==== Data ====

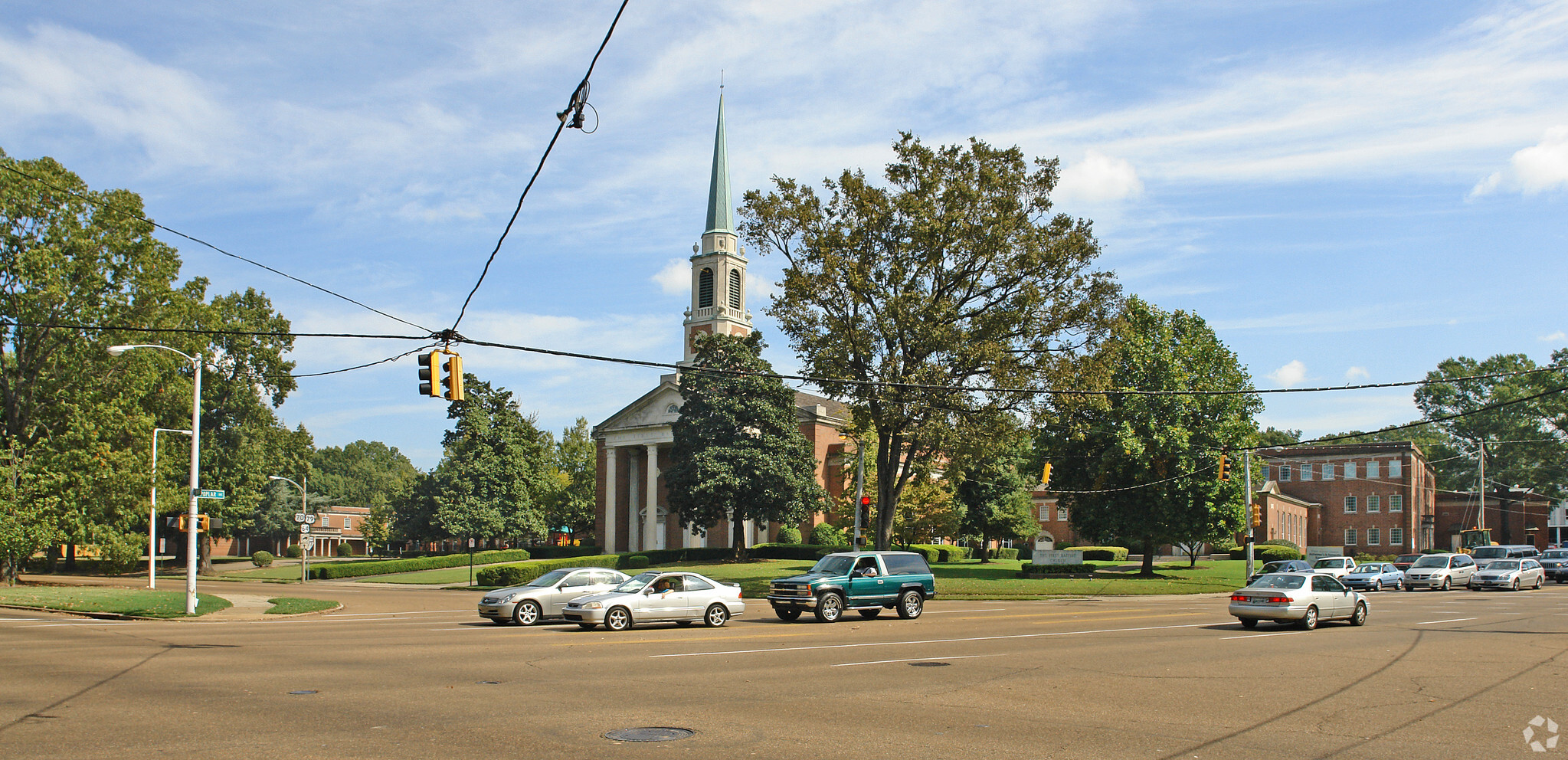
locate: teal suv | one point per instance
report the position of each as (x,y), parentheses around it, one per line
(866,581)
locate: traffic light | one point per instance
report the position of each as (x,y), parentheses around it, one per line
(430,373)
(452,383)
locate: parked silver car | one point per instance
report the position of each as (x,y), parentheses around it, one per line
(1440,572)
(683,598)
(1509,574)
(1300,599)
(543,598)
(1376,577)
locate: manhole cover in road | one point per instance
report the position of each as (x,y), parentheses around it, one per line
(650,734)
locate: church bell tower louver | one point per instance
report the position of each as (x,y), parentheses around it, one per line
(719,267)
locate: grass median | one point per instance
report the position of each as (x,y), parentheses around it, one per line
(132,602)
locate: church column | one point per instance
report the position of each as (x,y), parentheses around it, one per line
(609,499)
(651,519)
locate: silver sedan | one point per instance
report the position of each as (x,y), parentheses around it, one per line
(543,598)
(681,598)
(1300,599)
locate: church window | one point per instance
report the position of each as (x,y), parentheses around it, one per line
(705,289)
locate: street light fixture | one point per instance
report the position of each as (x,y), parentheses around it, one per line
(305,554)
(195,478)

====
==== Data ====

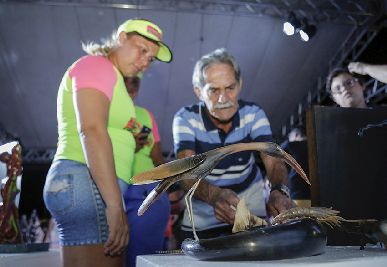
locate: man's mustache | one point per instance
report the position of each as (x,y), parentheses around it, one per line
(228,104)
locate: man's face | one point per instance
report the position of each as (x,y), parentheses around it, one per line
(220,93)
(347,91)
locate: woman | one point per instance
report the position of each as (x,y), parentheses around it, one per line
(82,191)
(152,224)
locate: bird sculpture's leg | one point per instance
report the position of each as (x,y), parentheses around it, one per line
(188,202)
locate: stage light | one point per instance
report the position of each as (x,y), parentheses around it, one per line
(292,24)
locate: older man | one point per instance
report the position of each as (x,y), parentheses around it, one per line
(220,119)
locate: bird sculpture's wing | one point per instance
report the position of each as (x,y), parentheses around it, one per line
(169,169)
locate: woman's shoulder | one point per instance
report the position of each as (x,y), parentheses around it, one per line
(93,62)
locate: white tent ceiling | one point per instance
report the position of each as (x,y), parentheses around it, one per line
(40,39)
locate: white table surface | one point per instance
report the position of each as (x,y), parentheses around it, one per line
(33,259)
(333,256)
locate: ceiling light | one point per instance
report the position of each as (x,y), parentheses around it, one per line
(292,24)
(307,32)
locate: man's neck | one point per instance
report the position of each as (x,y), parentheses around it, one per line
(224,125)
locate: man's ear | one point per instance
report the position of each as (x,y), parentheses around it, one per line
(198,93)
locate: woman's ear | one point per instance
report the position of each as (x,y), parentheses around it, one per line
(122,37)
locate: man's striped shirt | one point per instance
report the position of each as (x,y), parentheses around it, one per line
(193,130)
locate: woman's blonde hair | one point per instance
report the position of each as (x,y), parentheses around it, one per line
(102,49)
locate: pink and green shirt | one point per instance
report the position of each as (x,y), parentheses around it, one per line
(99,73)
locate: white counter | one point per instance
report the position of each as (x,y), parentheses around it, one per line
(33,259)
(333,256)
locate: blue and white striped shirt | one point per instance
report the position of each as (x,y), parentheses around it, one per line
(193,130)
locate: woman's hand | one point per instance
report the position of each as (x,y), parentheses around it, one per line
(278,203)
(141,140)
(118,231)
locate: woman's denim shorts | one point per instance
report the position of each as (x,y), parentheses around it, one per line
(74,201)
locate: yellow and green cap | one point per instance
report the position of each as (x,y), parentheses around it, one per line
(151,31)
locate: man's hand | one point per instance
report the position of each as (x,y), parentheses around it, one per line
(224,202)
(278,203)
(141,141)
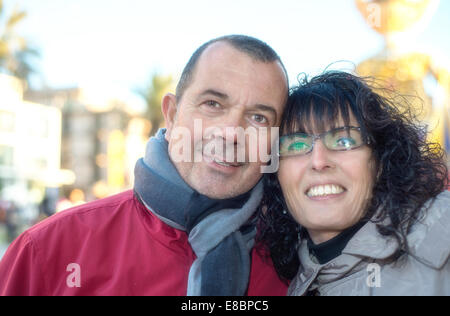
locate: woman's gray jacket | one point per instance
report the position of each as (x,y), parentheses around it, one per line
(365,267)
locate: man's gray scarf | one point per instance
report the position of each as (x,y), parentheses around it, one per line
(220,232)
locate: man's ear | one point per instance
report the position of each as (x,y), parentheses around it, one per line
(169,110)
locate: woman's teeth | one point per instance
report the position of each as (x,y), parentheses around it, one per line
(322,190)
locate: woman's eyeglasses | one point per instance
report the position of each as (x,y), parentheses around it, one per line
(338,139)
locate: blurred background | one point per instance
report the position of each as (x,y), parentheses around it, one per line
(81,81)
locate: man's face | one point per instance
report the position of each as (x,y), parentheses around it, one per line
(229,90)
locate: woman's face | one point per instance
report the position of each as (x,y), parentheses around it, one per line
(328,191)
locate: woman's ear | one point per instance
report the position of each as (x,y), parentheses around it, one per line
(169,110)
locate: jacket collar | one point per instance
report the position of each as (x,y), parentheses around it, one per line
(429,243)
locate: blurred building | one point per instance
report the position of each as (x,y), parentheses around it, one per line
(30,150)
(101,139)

====
==== Data ====

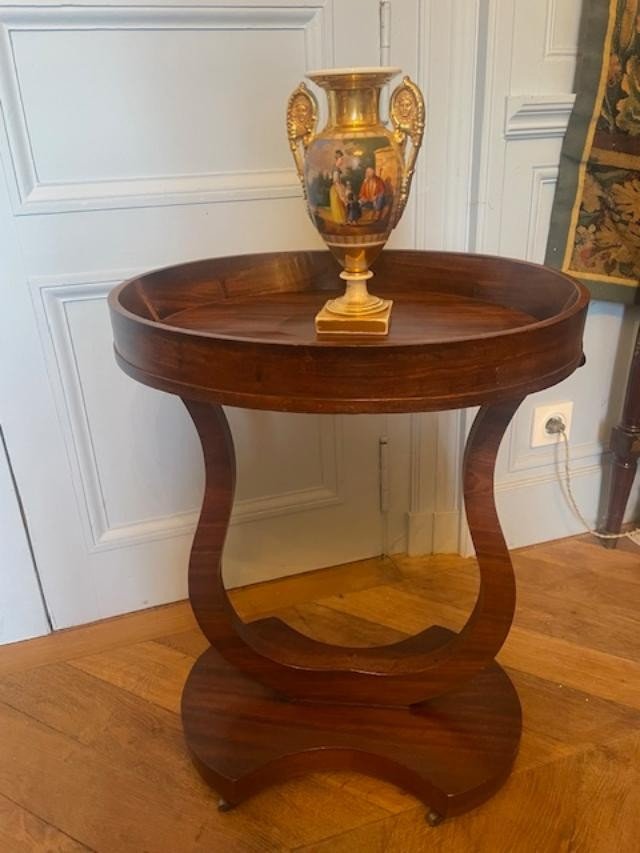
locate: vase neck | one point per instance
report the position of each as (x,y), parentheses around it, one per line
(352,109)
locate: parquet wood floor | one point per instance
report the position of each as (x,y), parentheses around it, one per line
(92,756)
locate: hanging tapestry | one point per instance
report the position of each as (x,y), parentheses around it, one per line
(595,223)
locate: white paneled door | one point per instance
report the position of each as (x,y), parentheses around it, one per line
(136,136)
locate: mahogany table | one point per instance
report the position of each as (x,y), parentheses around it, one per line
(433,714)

====

### Set exercise
Extract each line of the records above that contains the word "sculpture", treating uppercase and lowercase as distinct.

### Full output
locate: bird sculpture's leg | one point per instance
locate: bird sculpture's wing | one point per instance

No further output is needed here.